§ **Document section**
Marti Webb - Education and Early Career

Education and Early Career

Webb was educated at the Aida Foster stage school, after a school teacher suggested to her parents that her natural talent for singing and dancing should be nurtured. She appeared as Moonbeam in a Manchester production Listen to the Wind whilst still a student, before leaving to make her West End debut in Stop the World, I Want to Get Off, a show that starred and had lyrics by Anthony Newley, whom Webb considered to be her mentor.

Webb first came to prominence as Ann in the original London production of Half a Sixpence opposite Tommy Steele, citing her first leading role as a career highlight. She later dubbed the singing voice of Julia Foster, her replacement for the film adaptation.

She also played Nancy in the first UK tour of Oliver! where she met and befriended the show's Assistant Stage Manager Cameron Mackintosh, who was to become one of the most prominent musical theatre producers in world. Lionel Bart, the show's composer and lyricist, saw it numerous times whilst the production was in Manchester, where he was working on the notorious flop, Twang!. When it returned to the West End Phil Collins, who later achieved fame with Genesis and had been one of the original Dodgers, rejoined the production to play Noah Claypole.

§ **Information provided**
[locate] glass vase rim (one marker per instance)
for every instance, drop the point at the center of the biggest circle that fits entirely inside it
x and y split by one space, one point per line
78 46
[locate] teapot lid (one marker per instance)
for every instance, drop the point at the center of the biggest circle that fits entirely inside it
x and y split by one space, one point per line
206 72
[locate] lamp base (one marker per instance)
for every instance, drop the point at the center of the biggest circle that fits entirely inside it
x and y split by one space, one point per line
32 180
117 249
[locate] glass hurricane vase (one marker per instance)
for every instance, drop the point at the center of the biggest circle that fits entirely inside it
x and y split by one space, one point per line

§ **Task to carry out**
Edit the stretch of the Marti Webb text from "Webb was educated" through "be her mentor.", replacing "stage school" with "drama school". Rely solely on the Marti Webb text, not on the listing.

§ **Completed task**
Webb was educated at the Aida Foster drama school, after a school teacher suggested to her parents that her natural talent for singing and dancing should be nurtured. She appeared as Moonbeam in a Manchester production Listen to the Wind whilst still a student, before leaving to make her West End debut in Stop the World, I Want to Get Off, a show that starred and had lyrics by Anthony Newley, whom Webb considered to be her mentor.